*** Source extract Section Begins ***

Hacker News new | ask | show | jobs
by giantrobot 831 days ago
I've had the same problem with Fandom née Wikia dumps. Just gigabytes of XML with questionable adherence to schemas. Fandom also has a ton of custom-to-Fandom tags which are a further pain to handle.

Pulling useful content out of the dumps has been an exercise in frustration. I'm sure I could figure something out if I had a bunch of time to dedicate to the effort.

If I just had sqlite dumps they'd be trivial to work with and I'd be much happier with them.

1 comments

Those sites are so ad infested, I am amazed they offer dumps to get the content. Now I am similarly interested in pursuing this idea, but possibly with the exact same amount of tolerance for pain that you have reported.
The ad cancer was part of my original motivation for downloading dumps. I've now found a a lot of Fandom wikis have links to their dumps you can't actually download because they're on S3 buckets that require keys or have download limits. It's infuriating and I think maybe I'm lucky I grabbed a few dumps when I did.

Fandom is usually the first example I think of whenever I hear the word "enshitification". First Wikia ate all the independent wikis because they offered free/managed MediaWiki hosting. Then slowly started making Wikia worse until the full Fandomization. Now the site is literally unusable without an ad blocker and all of that GFDL content on the site is locked behind obfuscation and incompetence. I desperately miss the old Wookiepedia and MemoryAlpha.

*** Source extract Section Ends ***

List every wiki, wiki hosting company, and wiki software named in the Hacker News thread about Fandom dumps.

*** Supplied records Section Begins ***

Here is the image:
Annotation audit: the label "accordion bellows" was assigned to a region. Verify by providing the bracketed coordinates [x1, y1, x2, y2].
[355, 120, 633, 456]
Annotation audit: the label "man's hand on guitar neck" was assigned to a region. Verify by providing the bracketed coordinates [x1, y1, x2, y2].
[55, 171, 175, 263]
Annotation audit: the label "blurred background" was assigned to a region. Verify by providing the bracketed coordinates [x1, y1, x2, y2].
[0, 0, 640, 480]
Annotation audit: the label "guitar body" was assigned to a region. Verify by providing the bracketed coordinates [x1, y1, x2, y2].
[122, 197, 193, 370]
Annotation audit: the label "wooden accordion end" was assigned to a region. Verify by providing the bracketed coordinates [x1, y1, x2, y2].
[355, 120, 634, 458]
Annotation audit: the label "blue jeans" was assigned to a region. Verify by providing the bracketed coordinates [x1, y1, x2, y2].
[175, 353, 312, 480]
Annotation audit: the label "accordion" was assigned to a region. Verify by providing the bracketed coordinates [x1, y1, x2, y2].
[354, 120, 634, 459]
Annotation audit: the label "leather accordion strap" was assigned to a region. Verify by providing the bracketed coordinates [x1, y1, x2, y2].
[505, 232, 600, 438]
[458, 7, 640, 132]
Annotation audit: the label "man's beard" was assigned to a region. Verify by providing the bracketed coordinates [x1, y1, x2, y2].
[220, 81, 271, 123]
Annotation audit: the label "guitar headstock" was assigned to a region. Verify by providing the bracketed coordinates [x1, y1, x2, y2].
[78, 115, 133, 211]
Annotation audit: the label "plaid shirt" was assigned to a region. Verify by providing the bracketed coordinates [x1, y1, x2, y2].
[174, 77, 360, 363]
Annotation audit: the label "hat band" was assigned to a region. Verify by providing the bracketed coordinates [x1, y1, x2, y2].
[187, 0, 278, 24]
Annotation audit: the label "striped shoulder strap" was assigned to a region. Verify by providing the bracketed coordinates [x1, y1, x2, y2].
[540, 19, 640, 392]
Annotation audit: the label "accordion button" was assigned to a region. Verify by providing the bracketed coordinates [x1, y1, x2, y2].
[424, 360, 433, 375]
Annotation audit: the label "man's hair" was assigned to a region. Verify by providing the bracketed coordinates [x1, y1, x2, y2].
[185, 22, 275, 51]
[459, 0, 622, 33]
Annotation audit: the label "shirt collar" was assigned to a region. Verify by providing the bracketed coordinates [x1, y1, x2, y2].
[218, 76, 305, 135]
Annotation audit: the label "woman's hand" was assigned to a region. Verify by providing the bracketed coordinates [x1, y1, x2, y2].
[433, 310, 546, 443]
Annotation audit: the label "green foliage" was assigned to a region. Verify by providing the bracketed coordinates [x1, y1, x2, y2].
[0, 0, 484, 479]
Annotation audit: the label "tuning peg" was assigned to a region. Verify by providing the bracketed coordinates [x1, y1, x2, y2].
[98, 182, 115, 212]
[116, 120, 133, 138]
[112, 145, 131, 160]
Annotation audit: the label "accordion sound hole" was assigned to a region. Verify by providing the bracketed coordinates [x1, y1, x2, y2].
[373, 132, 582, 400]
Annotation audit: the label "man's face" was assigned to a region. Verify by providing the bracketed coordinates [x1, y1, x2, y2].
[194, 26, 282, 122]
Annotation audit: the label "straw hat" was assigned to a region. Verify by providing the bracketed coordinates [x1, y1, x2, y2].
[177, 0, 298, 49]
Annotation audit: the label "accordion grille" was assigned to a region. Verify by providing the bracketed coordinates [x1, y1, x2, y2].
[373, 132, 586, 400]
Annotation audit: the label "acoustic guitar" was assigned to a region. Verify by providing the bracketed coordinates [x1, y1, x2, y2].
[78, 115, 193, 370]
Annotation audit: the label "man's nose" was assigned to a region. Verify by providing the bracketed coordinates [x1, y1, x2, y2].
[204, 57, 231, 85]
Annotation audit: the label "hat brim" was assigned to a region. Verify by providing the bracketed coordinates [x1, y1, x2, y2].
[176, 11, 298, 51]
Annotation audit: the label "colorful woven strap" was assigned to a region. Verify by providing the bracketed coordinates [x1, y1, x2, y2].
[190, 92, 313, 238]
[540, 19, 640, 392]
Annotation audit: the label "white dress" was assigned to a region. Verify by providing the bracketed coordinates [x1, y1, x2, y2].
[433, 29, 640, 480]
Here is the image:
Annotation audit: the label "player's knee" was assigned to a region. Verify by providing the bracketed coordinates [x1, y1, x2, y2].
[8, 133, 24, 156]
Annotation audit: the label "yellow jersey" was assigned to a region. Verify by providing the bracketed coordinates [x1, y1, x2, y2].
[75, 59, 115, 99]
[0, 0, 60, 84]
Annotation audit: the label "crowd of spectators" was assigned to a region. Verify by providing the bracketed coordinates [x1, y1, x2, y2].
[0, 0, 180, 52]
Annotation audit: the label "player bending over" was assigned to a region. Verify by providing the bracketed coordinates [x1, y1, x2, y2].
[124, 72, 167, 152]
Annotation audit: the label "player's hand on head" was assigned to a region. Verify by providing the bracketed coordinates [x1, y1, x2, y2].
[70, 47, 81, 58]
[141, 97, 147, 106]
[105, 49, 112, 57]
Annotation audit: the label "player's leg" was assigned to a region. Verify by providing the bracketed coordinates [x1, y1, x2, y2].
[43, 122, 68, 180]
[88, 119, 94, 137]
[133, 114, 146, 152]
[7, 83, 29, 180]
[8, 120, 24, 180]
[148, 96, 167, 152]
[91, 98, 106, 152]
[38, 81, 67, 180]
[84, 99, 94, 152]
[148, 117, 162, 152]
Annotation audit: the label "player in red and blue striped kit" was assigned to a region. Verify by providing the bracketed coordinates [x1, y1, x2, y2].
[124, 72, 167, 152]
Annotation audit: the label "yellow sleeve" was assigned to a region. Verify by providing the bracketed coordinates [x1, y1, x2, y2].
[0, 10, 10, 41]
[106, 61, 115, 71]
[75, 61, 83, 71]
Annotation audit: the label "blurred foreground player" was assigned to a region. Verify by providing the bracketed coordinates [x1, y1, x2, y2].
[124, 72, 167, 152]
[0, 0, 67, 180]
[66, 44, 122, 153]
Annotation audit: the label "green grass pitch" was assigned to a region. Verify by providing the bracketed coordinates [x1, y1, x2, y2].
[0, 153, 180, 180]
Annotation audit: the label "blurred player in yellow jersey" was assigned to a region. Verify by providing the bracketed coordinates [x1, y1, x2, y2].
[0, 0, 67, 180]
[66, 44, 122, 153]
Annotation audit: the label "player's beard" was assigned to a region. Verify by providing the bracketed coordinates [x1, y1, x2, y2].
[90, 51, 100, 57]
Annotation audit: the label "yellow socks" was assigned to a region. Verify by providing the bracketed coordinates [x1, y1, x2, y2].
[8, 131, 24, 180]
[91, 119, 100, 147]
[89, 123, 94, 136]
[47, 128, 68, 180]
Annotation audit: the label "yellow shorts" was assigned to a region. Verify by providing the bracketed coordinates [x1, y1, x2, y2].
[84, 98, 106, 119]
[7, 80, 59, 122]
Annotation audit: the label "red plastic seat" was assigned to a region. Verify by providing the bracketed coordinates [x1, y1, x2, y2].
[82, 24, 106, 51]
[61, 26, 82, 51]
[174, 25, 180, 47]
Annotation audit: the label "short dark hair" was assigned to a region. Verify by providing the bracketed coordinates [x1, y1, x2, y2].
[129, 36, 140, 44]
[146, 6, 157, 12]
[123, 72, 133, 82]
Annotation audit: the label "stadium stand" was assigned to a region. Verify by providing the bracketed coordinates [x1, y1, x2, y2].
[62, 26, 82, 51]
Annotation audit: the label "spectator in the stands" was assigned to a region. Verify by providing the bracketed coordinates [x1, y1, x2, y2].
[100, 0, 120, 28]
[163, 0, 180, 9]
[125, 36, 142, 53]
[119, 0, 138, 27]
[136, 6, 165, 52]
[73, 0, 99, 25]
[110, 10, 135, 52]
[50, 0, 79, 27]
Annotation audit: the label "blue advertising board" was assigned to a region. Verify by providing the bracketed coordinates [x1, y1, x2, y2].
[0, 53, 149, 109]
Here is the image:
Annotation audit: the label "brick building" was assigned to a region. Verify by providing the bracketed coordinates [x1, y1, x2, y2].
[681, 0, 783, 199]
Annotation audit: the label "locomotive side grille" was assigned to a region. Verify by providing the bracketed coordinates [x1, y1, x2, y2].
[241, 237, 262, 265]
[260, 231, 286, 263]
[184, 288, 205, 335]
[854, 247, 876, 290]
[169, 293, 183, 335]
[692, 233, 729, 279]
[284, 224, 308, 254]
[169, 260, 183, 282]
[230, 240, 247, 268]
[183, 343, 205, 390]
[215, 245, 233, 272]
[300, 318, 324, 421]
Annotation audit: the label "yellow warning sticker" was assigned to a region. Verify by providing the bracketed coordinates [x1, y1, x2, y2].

*** Supplied records Section Ends ***

§ Exercise output
Fandom
Wikia
MediaWiki
Wookiepedia
MemoryAlpha